# OBJECTIVE 1
Say whether each statement below agrees with the article about the band Enumclaw. Answer yes or no for each, and quote the deciding words from the article.
(a) Enumclaw finished writing and recording the tracks for Save The Baby in late 2021.
(b) Nathan Cornell is the band's drummer.
(c) Mixing and mastering of the album ended in March.
# OBJECTIVE 2
According to the article about the band Enumclaw, what is Aramis Johnson's hometown?
# OBJECTIVE 3
In the article about the band Enumclaw, rewrite the part that opens with the words "As Enumclaw –" and closes with "tired of it.". Replace "debut" with "first" throughout that part.
[Start of TEXT SECTION]
05 October 2022, 09:00

As Enumclaw – the self-proclaimed "Best Band Since Oasis" – reveal their debut album, Cailean Coffey hears their story.

Aramis Johnson, the lead singer of Washington band Enumclaw, is gearing up for the release of what he calls his band’s "debut pop album". And he’s getting tired of it.

"It’s been fun, it’s been exciting but also a little boring," Johnson tells me, smiling from his car in hometown Tacoma. "It’s going to be so weird that the songs are going to technically be brand new but I’m kinda over them. I like playing them live, but it doesn’t feel new or exciting to us anymore."

"We just played a show last week where we didn’t even put '2002' in the setlist," guitarist Nathan Cornell laughs, as he Zooms in from the couch of his sitting room, with sunlight from the surrounding windows bouncing off the array of photographs and flags, supporting his local football team, that hang from the walls. "We were just like fuck it, we’ve played it so many times."

"They say when the record comes out it breathes new air into them," Johnson notes, seemingly trying to persuade himself as much as anyone more, "so I’m trying to give myself some space from it."

Enumclaw Save The Baby 001 please credit Colin Matsui

Regardless of how you look at it, a year is a long time. Enumclaw finished writing and recording the tracks that became their debut Save The Baby in late 2021, before mixing and mastering came to a close back in March this year. Since then, the band have been juggling their time playing shows, writing new material and trying to find a way to fall in love with the music once more. As such a personal songwriter it's been tough for Johnson to get himself back into the headspace that drove the emotion of the album's songs. "Trying to revisit things I’ve moved past is hard and I sometimes find it difficult to articulate how I was feeling in those moments the songs were written," he explains of the process. "I write from such a direct place of ‘this is where I’m at right now in my life’ and it can be difficult to go back to that at times, especially if you’ve heard the song so many times."
[End of TEXT SECTION]
[Start of RECORDS PROVIDED]
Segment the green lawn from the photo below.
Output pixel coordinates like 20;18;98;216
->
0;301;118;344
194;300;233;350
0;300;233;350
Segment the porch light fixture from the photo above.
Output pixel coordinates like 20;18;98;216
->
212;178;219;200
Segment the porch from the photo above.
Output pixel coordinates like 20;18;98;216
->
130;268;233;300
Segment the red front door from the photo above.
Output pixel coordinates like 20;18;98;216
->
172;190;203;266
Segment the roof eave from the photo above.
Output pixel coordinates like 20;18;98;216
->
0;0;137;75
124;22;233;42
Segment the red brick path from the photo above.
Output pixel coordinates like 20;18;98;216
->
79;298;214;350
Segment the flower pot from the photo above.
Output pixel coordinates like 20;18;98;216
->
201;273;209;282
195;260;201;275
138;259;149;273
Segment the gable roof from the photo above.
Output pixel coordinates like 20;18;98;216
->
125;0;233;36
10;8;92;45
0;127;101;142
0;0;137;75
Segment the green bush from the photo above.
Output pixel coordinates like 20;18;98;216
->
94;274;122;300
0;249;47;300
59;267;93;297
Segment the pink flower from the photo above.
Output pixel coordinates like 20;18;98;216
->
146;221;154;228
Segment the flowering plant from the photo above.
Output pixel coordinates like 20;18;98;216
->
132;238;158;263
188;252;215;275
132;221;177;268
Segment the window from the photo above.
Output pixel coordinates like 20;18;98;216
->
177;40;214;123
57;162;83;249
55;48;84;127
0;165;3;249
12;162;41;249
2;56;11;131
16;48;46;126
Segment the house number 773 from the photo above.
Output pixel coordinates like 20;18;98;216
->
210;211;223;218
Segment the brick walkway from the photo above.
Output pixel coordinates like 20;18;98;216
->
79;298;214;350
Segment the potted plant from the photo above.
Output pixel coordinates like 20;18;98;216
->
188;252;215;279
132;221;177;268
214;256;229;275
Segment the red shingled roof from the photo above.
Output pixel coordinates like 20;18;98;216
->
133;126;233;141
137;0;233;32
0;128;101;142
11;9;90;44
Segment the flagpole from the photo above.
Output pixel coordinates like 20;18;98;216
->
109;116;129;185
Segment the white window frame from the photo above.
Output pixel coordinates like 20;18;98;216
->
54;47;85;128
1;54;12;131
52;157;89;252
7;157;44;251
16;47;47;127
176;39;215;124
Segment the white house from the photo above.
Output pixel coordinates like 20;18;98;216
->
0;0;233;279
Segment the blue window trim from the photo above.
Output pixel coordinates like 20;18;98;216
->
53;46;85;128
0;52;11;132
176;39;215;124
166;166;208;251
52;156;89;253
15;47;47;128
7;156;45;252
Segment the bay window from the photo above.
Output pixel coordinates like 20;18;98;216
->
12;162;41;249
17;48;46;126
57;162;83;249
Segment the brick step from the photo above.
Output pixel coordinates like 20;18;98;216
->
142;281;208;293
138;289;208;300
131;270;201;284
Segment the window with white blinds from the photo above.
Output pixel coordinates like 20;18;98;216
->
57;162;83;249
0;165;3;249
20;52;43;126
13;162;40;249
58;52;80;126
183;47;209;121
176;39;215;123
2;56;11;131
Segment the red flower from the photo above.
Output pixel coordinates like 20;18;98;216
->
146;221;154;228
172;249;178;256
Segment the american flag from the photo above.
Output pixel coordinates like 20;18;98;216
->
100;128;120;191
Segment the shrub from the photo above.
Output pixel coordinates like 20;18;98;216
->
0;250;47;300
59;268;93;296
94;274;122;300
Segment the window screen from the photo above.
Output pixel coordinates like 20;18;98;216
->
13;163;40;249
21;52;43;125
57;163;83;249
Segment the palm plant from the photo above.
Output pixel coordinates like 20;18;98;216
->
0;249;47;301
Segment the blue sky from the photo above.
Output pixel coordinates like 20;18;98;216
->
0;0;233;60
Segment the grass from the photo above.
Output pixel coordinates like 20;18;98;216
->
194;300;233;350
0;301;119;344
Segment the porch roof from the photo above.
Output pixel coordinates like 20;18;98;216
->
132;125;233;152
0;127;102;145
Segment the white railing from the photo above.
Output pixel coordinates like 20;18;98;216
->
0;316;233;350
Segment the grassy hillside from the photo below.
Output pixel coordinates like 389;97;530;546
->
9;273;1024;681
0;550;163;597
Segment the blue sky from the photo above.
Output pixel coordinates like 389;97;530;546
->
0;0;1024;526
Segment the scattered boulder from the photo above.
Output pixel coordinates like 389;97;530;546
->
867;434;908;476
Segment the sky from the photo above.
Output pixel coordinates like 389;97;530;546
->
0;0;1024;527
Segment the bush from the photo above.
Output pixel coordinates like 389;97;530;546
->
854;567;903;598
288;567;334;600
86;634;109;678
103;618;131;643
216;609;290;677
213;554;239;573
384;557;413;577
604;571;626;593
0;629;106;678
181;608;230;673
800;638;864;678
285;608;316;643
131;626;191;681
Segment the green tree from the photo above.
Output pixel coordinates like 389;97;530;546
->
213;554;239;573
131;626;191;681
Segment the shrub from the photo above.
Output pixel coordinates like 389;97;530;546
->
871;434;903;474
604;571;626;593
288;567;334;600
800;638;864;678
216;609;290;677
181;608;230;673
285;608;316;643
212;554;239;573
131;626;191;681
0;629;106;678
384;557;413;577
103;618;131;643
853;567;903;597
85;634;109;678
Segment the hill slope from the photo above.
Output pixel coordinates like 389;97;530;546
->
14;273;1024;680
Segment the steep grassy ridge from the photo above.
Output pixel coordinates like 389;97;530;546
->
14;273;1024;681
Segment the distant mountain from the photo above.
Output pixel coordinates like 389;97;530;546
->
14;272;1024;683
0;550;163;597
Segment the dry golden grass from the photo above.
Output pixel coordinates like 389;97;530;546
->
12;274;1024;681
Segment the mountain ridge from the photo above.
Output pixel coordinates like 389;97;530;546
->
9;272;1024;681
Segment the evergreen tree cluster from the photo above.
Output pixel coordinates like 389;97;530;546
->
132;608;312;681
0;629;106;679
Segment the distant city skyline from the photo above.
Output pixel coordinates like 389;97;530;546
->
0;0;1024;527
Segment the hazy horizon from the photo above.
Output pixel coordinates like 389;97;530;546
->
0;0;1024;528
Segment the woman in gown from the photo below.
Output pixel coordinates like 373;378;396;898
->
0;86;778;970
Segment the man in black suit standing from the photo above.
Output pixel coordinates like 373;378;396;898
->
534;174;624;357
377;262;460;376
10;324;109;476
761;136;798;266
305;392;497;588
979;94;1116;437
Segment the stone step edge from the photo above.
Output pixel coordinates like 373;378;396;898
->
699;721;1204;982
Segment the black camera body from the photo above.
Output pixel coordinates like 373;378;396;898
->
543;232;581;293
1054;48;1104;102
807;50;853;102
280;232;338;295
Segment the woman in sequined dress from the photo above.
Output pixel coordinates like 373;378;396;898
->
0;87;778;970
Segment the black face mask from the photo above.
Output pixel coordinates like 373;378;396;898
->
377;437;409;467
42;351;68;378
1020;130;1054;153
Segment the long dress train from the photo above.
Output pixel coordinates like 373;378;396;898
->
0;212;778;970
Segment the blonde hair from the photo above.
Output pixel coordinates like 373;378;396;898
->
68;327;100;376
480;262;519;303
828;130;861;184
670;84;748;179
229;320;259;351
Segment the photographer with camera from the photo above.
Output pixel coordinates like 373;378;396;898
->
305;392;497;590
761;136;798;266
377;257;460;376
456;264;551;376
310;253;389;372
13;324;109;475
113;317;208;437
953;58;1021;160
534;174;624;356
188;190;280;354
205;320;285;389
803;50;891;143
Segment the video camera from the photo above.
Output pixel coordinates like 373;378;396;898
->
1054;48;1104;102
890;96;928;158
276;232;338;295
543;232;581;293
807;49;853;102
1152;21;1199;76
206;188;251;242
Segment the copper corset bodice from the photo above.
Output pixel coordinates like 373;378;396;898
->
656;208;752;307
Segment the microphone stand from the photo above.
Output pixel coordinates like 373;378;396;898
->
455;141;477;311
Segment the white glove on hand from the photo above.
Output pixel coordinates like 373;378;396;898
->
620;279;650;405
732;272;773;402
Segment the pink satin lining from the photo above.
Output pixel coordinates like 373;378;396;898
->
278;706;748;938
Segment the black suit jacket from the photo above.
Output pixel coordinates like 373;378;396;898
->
[End of RECORDS PROVIDED]
# PROBLEM SOLUTION 1
(a) Yes: "Enumclaw finished writing and recording the tracks that became their debut Save The Baby in late 2021"
(b) No: "guitarist Nathan Cornell laughs"
(c) Yes: "before mixing and mastering came to a close back in March this year"

# PROBLEM SOLUTION 2
Tacoma.

# PROBLEM SOLUTION 3
As Enumclaw – the self-proclaimed "Best Band Since Oasis" – reveal their first album, Cailean Coffey hears their story.

Aramis Johnson, the lead singer of Washington band Enumclaw, is gearing up for the release of what he calls his band’s "first pop album". And he’s getting tired of it.